(Stored data entries)
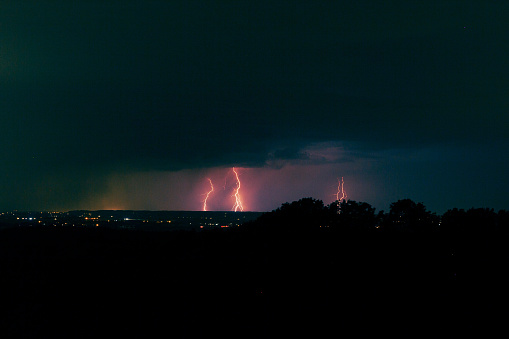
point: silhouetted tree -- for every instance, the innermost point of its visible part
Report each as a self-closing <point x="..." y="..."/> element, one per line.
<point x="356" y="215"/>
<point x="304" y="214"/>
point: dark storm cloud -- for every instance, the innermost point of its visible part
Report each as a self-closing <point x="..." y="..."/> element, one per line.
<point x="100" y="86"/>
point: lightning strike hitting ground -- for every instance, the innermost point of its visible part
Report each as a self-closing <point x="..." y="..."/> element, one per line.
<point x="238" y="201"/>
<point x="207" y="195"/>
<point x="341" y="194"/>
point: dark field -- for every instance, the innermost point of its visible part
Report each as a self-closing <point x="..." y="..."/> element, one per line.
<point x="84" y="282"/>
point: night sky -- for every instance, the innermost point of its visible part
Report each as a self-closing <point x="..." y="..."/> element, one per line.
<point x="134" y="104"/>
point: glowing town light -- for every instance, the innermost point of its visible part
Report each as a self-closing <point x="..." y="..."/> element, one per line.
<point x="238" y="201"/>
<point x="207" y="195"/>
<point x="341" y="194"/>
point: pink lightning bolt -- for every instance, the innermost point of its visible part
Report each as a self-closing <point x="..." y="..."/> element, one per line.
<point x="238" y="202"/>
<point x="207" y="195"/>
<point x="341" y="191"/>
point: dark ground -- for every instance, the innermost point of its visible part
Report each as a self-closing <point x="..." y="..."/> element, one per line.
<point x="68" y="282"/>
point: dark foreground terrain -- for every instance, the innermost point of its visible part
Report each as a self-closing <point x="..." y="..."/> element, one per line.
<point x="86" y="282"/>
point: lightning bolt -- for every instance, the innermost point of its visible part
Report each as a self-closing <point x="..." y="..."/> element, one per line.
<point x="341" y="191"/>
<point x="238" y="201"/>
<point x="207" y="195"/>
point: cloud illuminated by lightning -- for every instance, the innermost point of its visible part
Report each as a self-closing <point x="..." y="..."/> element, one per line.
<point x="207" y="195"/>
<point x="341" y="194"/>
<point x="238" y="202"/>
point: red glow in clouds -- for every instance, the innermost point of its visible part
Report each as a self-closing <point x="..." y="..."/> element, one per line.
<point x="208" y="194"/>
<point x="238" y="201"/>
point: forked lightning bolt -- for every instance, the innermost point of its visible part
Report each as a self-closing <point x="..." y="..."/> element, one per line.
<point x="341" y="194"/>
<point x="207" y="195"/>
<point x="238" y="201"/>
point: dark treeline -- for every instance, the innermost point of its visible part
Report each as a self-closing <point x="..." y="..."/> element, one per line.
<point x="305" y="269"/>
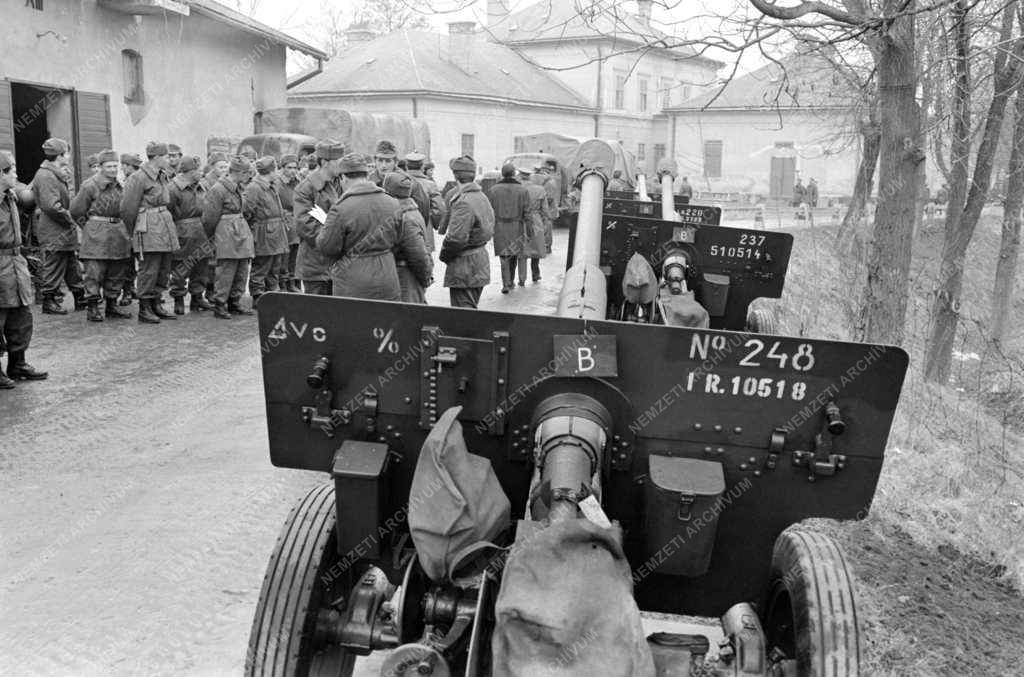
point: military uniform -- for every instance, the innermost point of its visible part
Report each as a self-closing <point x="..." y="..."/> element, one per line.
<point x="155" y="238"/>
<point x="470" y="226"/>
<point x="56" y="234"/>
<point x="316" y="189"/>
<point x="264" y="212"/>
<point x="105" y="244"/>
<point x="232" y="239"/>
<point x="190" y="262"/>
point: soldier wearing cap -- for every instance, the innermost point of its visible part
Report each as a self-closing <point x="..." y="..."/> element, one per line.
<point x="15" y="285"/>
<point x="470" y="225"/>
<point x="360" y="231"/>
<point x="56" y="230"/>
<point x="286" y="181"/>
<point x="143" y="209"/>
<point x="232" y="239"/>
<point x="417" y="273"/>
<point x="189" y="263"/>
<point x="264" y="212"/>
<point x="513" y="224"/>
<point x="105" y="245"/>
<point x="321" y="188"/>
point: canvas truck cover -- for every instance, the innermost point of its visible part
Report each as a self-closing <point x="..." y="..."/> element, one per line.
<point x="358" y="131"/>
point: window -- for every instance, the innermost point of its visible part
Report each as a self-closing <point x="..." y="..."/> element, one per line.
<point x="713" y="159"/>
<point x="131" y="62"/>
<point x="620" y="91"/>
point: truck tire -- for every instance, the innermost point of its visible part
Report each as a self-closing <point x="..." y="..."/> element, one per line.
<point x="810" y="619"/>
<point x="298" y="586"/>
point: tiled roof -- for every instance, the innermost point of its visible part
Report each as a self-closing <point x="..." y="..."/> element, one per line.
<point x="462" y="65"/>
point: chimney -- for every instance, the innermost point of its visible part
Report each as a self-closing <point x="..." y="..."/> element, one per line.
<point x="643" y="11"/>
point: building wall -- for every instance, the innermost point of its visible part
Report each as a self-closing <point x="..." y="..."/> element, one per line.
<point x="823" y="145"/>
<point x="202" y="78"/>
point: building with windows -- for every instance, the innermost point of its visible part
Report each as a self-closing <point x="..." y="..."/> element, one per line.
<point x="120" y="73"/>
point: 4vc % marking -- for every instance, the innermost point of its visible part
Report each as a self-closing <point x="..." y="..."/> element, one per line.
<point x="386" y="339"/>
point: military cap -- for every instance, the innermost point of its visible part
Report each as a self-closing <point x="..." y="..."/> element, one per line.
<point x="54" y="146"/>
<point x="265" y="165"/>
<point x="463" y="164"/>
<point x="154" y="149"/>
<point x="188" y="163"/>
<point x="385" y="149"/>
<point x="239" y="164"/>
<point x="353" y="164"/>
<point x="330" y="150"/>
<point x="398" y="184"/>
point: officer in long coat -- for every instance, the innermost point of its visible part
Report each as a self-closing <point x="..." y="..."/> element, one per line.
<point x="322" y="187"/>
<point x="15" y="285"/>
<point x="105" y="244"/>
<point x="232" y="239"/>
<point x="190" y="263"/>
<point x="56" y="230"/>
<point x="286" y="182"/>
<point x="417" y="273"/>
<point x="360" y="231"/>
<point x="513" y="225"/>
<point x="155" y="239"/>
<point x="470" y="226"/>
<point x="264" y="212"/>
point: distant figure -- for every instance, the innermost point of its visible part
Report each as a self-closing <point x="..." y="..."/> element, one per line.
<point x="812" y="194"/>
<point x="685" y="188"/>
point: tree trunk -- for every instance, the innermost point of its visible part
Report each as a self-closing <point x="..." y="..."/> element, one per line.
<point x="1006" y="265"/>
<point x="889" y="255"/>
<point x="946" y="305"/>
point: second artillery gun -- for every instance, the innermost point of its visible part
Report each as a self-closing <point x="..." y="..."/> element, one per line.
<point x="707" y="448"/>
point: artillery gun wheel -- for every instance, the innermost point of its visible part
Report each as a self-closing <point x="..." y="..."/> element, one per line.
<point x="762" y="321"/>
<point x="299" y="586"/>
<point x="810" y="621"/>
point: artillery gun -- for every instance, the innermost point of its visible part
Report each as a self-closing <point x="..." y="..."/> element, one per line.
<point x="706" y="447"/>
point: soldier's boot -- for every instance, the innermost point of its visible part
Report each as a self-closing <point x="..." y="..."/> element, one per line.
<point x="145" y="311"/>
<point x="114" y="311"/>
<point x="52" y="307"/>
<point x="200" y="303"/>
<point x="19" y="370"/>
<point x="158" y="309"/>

■ Your objective:
Now write out the data word for word, skipping every picture in it.

■ Task result:
point: silhouetted tree -- for every instance, the innermost point of its visible part
Report each as a self-closing <point x="..." y="..."/> element, one per line.
<point x="356" y="215"/>
<point x="304" y="214"/>
point: dark storm cloud -- for every instance, the innermost point of its visible part
Report each as a self-closing <point x="..." y="..."/> element, one per line.
<point x="100" y="86"/>
point: lightning strike hitting ground -- for every instance, the innermost point of its visible part
Report each as a self-closing <point x="..." y="..."/> element, one per line.
<point x="238" y="201"/>
<point x="207" y="195"/>
<point x="341" y="194"/>
point: dark field -- for every instance, the innermost point of its visible part
Report each as a self-closing <point x="..." y="..."/> element, one per line.
<point x="84" y="282"/>
point: night sky -- for every instance, the innermost point of its visible part
Report each as a self-closing <point x="..." y="..."/> element, one per line.
<point x="134" y="104"/>
point: glowing town light -- for every instance, the innermost point of its visible part
Report each as a self-closing <point x="..." y="..."/> element, one per line.
<point x="238" y="201"/>
<point x="207" y="195"/>
<point x="341" y="194"/>
point: pink lightning bolt -- for every instance, the innermost point of its visible part
Report each as a self-closing <point x="..." y="..."/> element, one per line.
<point x="238" y="202"/>
<point x="207" y="195"/>
<point x="341" y="191"/>
point: dark ground -- for every instance, the innermost point of its visible part
Report each as a self-closing <point x="..." y="..."/> element, one per line.
<point x="68" y="282"/>
point: dark foreground terrain -- for every instance, the innermost point of its visible part
Report each as a self-closing <point x="..." y="..."/> element, one per line.
<point x="86" y="282"/>
point: lightning bolt -- for every instance, the innermost point of its visible part
Report each as a self-closing <point x="..." y="..."/> element, one per line.
<point x="341" y="191"/>
<point x="238" y="201"/>
<point x="207" y="195"/>
point: cloud illuminated by lightning -- for every instance, the innermost point of its visible part
Report each as a self-closing <point x="..." y="..."/> element, one per line.
<point x="207" y="195"/>
<point x="341" y="194"/>
<point x="238" y="202"/>
point: red glow in clouds -- for every instance, the innermost point of its visible part
Report each as a self-closing <point x="..." y="..."/> element, one per line.
<point x="208" y="194"/>
<point x="238" y="201"/>
point: forked lightning bolt -- for every instance, the innermost point of its visible part
Report each as a self-closing <point x="..." y="..."/> element, one per line.
<point x="341" y="194"/>
<point x="207" y="195"/>
<point x="238" y="201"/>
point: dark treeline -- for every instance, the innermost point of its visible part
Report each as a self-closing <point x="..." y="..."/> element, one per line.
<point x="305" y="269"/>
point: military uniform -- for every instance, the innermost point of its visible part
Report each as a self-closing <point x="..." y="..."/> element, one per line.
<point x="155" y="238"/>
<point x="470" y="226"/>
<point x="56" y="234"/>
<point x="316" y="189"/>
<point x="264" y="212"/>
<point x="105" y="244"/>
<point x="232" y="239"/>
<point x="190" y="262"/>
point: soldier wearing cap -- for every instance, the innermost point of its visible part
Report each as a self-closing <point x="..." y="..."/> element, one per line.
<point x="15" y="285"/>
<point x="470" y="225"/>
<point x="360" y="231"/>
<point x="56" y="230"/>
<point x="286" y="181"/>
<point x="143" y="209"/>
<point x="232" y="239"/>
<point x="417" y="273"/>
<point x="189" y="263"/>
<point x="264" y="212"/>
<point x="513" y="224"/>
<point x="105" y="245"/>
<point x="321" y="188"/>
point: canvas truck cover -- for every instance, the innermost point of its visible part
Report each as a self-closing <point x="..." y="..."/> element, one per line.
<point x="358" y="131"/>
point: window -- for every instance, the innermost point of its visible part
Report each as a self-closing <point x="..." y="..."/> element, one per line.
<point x="713" y="159"/>
<point x="131" y="62"/>
<point x="620" y="91"/>
point: truck tire -- for every instance, the innermost point of its visible part
Report each as a self-closing <point x="..." y="..."/> element, one per line.
<point x="810" y="619"/>
<point x="298" y="586"/>
point: tiled roof -- for every instance, the innermost point of its visible part
Report each as a self-closing <point x="..." y="..."/> element, one per line.
<point x="462" y="65"/>
point: chimney -- for every instance, the innermost point of its visible part
Report each as a self-closing <point x="..." y="..."/> element, one per line.
<point x="643" y="11"/>
point: building wall -- for every instance, the innermost point of its visible part
Report each as a self-closing <point x="..." y="..."/> element, one per line.
<point x="823" y="145"/>
<point x="202" y="78"/>
point: building with windows -- for every instance, the innermost point of its visible part
Report each as a self-closing <point x="..." y="..."/> element, one per line.
<point x="120" y="73"/>
point: 4vc % marking -- for every instance, the innermost point of its visible part
Report each as a self-closing <point x="..." y="..."/> element, one per line.
<point x="386" y="339"/>
point: military cap -- for every instance, the innermost point of its visible part
Report each as a self-closing <point x="..." y="..."/> element, one per line.
<point x="54" y="146"/>
<point x="265" y="165"/>
<point x="463" y="164"/>
<point x="154" y="149"/>
<point x="188" y="163"/>
<point x="385" y="149"/>
<point x="239" y="164"/>
<point x="353" y="164"/>
<point x="330" y="150"/>
<point x="398" y="184"/>
point: officer in long coat -- for every instance, the innermost point of its visible part
Report each as a self-closing <point x="..." y="..."/> element, one per line.
<point x="322" y="187"/>
<point x="15" y="285"/>
<point x="105" y="244"/>
<point x="232" y="239"/>
<point x="190" y="263"/>
<point x="56" y="230"/>
<point x="286" y="182"/>
<point x="417" y="273"/>
<point x="360" y="231"/>
<point x="513" y="225"/>
<point x="155" y="239"/>
<point x="470" y="226"/>
<point x="264" y="212"/>
point: distant figure -- for every instance, the innermost point of its visible part
Report each as a self-closing <point x="..." y="..."/> element, one per line.
<point x="812" y="194"/>
<point x="685" y="188"/>
point: tree trunk -- for every instance, the innermost point of its visible part
Report each as a self-closing <point x="..." y="..."/> element, one per line.
<point x="1006" y="265"/>
<point x="889" y="255"/>
<point x="946" y="305"/>
point: second artillery gun -- for every instance, the innermost point of its visible part
Report each as a self-closing <point x="..." y="..."/> element, one per line.
<point x="707" y="448"/>
point: artillery gun wheel -- for every instance, the innermost point of its visible part
Report each as a self-closing <point x="..." y="..."/> element, one per line.
<point x="762" y="321"/>
<point x="299" y="586"/>
<point x="810" y="621"/>
point: artillery gun -- for every instance, the innermost point of its visible part
Report each as a self-closing <point x="..." y="..."/> element, one per line.
<point x="706" y="447"/>
point: soldier's boot -- for every instance, the innermost point of its visible part
Report each as a self-closing <point x="..." y="..."/> element, one per line.
<point x="145" y="311"/>
<point x="114" y="311"/>
<point x="52" y="307"/>
<point x="200" y="303"/>
<point x="19" y="370"/>
<point x="158" y="309"/>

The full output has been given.